Amendment moved— After Clause 39, insert the said new clause.—(The Lord Chancellor.)

LORD SILKIN

I should like a word of explanation. First, as regards a judgment summons, I take it that the clause means that if a debtor who is normally resident in the Commonwealth or in Scotland happens to find himself in England, then he can be dealt with provided that the judgment is registered in England. That seems to me fairly simple and understandable. But in the case of bankruptcy does it apply only to the goods which he happens to have in England? How would the bankruptcy operate? Is he declared bankrupt in this country in respect of goods he may have in the Commonwealth, or in respect of goods in this country alone? It does not seem very clear to me.

THE LORD CHANCELLOR

Of course, it would also apply to the person who is resident in this country who has had a judgment given against him in Scotland or the Commonwealth; once it is registered and the bankruptcy notice is given and the man becomes bankrupt, he would certainty be bankrupt in regard to any of his property here. As I understand it, it would then be for his trustee to try to get into the assets of the bankruptcy any property which he had in the Commonwealth, if that could be done. That is the way it would work. Of course, with a judgment summons he would be brought up in the ordinary way for an examination as to his means.

On Question, Amendment agreed to.

Clause 40 agreed to.

Clause 41 [Power to extend Part IV to inferior courts]:

THE LORD CHANCELLOR

This Amendment is consequential on the new clause on goods protected from seizure in execution which is to be inserted in Part IV. I beg to move.

Amendment moved— Page 24, line 33, after ("Act") insert (",which are not otherwise applicable").—(The Lord Chancellor.)

On Question, Amendment agreed to.

Clause 41, as amended, agreed to.

Clause 42:

Jurisdiction in relation to collisions, etc., in inland waters and ports

42.—(1) It shall be competent for any court having Admiralty jurisdiction to entertain, as against any defender, an action to which this section applies if the occurrence out of which the action arose took place—

  1. (a) within the area for which the court acts, and
  2. (b) within inland waters or within the limits of a port,
notwithstanding that the defender would not, apart from this section, be subject to the jurisdiction of the court.

THE LORD CHANCELLOR

In this Amendment we are getting on to the portion of the Bill which deals with the Admiralty jurisdiction in Scotland. This Amendment is really verbal. It is designed partly to draw attention to the qualifications in the following provisions of this Part of the Act, Clause 44, and partly to substitute for the words it shall be competent for a court to entertain the much more explicit phrase: a court shall have jurisdiction to entertain. I think it improves the drafting, and I beg to move.

Amendment moved— Page 25, line 4, leave out line 4 and insert ("Subject to the provisions of this Part of this Act any court having Admiralty jurisdiction shall have").—(The Lord Chancellor.)

Data —
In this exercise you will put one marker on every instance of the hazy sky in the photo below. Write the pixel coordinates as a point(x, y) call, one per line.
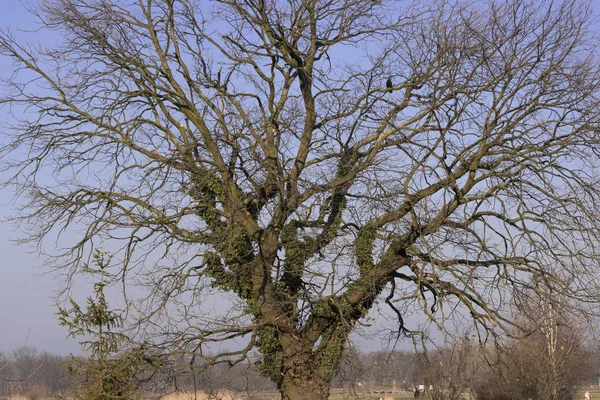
point(27, 312)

Problems and tasks —
#1 For each statement below, say yes or no to whether it agrees with the debate extract, and quote the extract's words that decide it.
(a) The Lord Chancellor calls the amendment to Clause 42 a verbal one.
(b) Clause 41 was agreed to without any amendment.
(c) Lord Silkin found the working of the clause in bankruptcy clear.
#2 Write the next part of the debate on the Bill's clauses, starting right after the amendment moved to Clause 42.

Task-by-task answers —
#1
(a) Yes: "This Amendment is really verbal."
(b) No: "Clause 41, as amended, agreed to."
(c) No: "It does not seem very clear to me."

#2
On Question, Amendment agreed to.

3.52 p.m.

THE LORD CHANCELLOR moved, in subsection (1), to leave out all the words after "applies" and to insert: but only if—

  1. (a) the defender has his habitual residence or a place of business in the area for which the court acts, or
  2. (b) the cause of action arose in the area for which the court acts and either within inland waters or within the limits of a port, or
  3. (c) an action arising out of the same incident or series of incidents is proceeding in the court or has been heard and determined by the court, or
  4. 1251
  5. (d) the defender has prorogated the jurisdiction of the court, or
  6. (e) the jurisdiction of the court over the defender has been established by means of the arrest of a ship or a share in a ship."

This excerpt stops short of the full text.